- **Dataset excerpts on object pointing**
──────────────────────────────
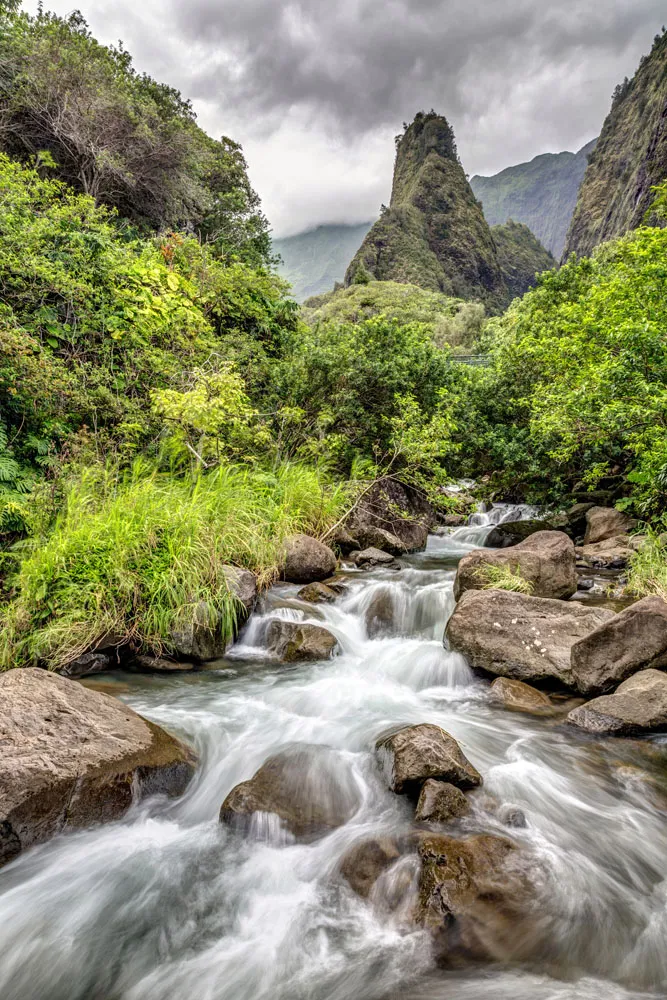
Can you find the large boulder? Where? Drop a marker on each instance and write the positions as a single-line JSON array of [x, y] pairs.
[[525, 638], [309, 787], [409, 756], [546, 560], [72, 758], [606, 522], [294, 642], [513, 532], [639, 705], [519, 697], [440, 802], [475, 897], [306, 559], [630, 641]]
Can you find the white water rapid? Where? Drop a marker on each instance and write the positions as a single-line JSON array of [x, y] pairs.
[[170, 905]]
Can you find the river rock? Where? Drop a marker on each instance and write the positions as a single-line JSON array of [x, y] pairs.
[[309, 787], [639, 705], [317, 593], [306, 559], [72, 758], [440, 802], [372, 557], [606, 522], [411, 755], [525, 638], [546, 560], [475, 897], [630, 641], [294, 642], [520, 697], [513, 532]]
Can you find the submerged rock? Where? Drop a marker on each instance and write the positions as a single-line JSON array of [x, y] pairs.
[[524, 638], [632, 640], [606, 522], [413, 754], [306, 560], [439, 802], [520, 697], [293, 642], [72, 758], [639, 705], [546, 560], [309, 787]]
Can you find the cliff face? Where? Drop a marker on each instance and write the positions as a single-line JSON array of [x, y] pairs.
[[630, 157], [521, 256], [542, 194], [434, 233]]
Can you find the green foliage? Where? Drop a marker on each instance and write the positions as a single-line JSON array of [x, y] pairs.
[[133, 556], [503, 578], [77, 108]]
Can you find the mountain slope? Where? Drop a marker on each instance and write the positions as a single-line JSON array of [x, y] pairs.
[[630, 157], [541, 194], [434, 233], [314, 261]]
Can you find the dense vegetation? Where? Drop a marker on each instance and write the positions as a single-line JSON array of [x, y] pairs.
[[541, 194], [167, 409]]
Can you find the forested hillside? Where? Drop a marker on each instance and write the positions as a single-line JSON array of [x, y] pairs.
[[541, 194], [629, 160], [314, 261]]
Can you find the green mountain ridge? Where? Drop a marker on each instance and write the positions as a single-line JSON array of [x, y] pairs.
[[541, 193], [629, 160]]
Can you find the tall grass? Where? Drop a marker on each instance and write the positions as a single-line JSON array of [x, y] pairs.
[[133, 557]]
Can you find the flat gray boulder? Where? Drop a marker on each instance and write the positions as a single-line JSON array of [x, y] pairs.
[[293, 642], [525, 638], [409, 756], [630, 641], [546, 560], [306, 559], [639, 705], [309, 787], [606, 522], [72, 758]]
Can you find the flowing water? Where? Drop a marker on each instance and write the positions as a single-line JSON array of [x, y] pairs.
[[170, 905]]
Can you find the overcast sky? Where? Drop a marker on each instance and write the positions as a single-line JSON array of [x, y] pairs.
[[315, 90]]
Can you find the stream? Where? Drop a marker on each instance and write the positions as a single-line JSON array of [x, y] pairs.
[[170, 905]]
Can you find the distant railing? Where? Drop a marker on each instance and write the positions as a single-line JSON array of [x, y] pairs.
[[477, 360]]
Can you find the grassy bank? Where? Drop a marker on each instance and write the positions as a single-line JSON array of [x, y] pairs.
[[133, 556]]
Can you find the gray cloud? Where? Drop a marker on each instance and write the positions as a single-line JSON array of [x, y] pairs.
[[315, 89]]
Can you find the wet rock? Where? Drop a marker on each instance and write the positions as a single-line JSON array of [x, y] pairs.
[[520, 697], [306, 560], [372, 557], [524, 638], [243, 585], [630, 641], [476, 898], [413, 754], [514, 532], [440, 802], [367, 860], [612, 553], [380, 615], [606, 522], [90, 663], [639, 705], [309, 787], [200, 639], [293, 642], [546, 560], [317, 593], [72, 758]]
──────────────────────────────
- **REQUIREMENT**
Swap "large boulder" for "big boulder" in the entries from the start through the line containing "559], [630, 641]]", inclusive, and leave everything else unchanged. Omit the pictures from your answer.

- **RESULT BELOW**
Can you find the big boulder? Where? Drop a marker on each instance and write the positions as a single-line JSON array of [x, y] pairs.
[[525, 638], [309, 787], [409, 756], [546, 560], [72, 758], [606, 522], [294, 642], [513, 532], [639, 705], [519, 697], [440, 802], [475, 897], [306, 559], [630, 641]]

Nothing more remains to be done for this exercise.